> **Document section**
━━━━━━━━━━━━━━━━━━━━━━━━━━━━━━
Coronavirus: award GCSEs on predicted grades, say UCL experts
The government is expected to announce its plan for post-16 and post-18 exams on Friday 20 March
Researchers at UCL’s Institute of Education say the government should award pupils GCSEs based on their predicted grades, after it was announced that all summer exams had been cancelled following the coronavirus pandemic.
Education secretary Gavin Williamson is expected to announce the government’s plans for students who will now not be able to sit their A-level or GCSE exams on Friday 20 March.
The researchers from the UCL Institute of Education’s Centre for Education Policy and Equalising Opportunities (CEPEO) say awarding GCSEs based on predicted grades is a better solution than rescheduling exams for later in the year, which could negatively impact children, particularly those from lower socio-economic backgrounds.
“On Wednesday, the Department for Education took the extraordinary step of cancelling GCSE exams and some children will suffer the consequences of this throughout their lifetime. It is obviously a very tricky situation, and any solution the government comes up with will be less than perfect,” said CEPEO’s Prof John Jerrim.
“Our collective opinion is that children in the 2019/20 cohort should be awarded GCSEs based upon their predicted grades. This has the obvious advantage of being relatively cheap and easy to do. Weighing up the different options this seems to be as fair as the alternatives.”
━━━━━━━━━━━━━━━━━━━━━━━━━━━━━━
> **Given entries**

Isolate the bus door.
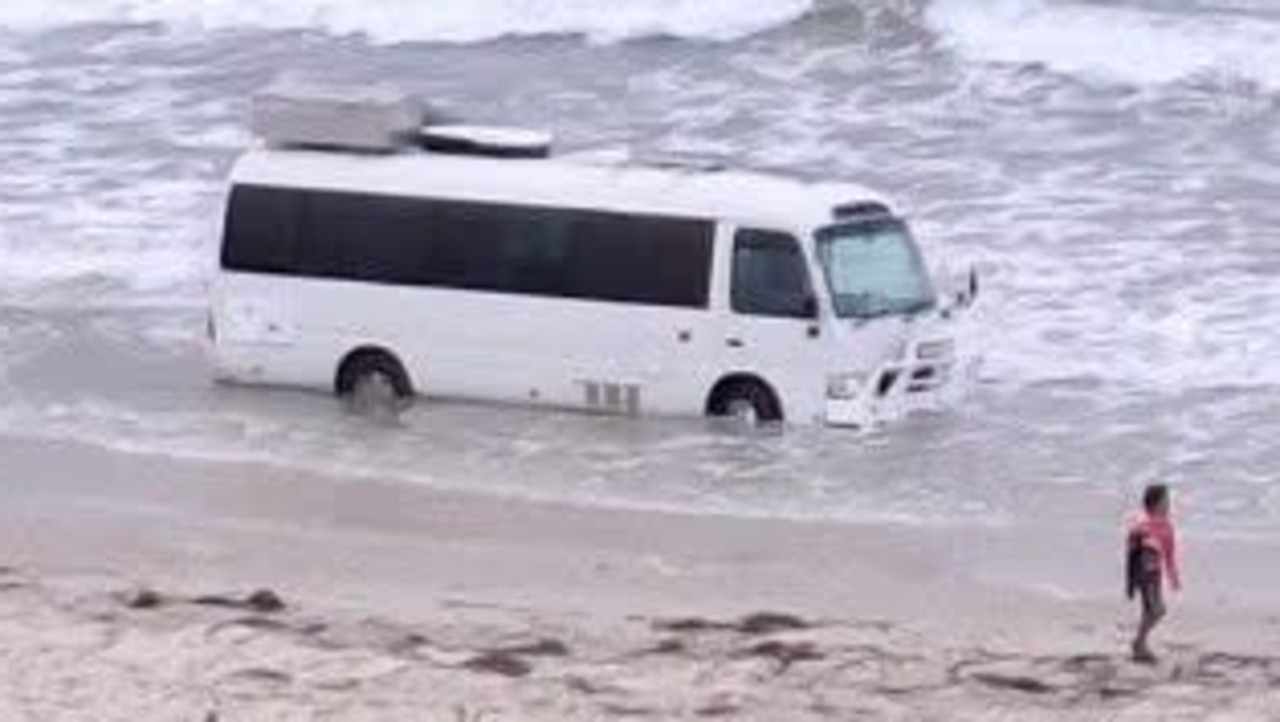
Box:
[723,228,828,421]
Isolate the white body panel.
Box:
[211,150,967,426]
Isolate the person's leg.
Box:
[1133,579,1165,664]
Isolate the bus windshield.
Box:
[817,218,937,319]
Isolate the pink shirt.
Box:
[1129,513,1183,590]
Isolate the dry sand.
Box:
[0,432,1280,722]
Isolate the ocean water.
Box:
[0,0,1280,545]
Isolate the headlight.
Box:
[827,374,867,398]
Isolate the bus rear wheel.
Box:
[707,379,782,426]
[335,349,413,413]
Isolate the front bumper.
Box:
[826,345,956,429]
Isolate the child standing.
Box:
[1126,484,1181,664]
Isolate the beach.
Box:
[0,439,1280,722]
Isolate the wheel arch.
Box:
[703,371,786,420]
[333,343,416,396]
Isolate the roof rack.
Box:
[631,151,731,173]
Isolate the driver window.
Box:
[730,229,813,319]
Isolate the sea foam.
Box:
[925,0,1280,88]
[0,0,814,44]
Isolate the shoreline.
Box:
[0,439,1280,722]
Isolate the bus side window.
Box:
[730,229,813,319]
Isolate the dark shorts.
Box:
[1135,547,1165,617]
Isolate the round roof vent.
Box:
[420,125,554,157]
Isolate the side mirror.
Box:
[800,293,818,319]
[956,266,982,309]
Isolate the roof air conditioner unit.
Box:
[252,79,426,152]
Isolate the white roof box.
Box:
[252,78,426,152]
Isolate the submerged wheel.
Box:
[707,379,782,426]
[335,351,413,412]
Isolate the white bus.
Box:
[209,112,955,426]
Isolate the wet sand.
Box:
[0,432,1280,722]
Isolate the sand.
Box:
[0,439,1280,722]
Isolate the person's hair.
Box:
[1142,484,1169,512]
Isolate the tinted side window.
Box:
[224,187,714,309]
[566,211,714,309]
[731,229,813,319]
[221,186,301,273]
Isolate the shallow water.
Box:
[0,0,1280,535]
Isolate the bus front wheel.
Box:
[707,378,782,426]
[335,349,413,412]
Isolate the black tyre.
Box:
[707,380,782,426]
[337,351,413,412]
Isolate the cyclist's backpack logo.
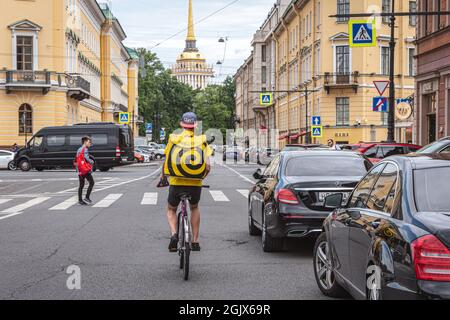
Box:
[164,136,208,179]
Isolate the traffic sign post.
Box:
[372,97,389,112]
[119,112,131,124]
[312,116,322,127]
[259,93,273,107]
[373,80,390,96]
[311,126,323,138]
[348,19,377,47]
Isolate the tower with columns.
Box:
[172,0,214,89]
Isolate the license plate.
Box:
━━━━━━━━━━━━━━━━━━━━━━━━━━━━━━
> **Task instructions**
Resume the news piece on UCL experts urging GCSEs based on predicted grades, picking up right after its final sentence.

> **Exercise result**
The Department for Education took the extraordinary step of cancelling GCSE exams and some children will suffer the consequences of this throughout their lifetime
– Prof John Jerrim, UCL
The academics say that the government is likely to be concerned about awarding predicted grades because they might not be able to regulate grade inflation.
Prof Jerrim said government could ensure fairness and protect the standard of GCSE and A-level results by comparing school’s predicted grades with results achieved in previous years, that way identifying the schools which might not predict their students’ results accurately.
Online exams or coursework are not viable options, researchers added, for reasons of data security, monitoring and comparability. Universities and sixth form places would need to be awarded before the autumn, meaning a solution is needed sooner rather than later.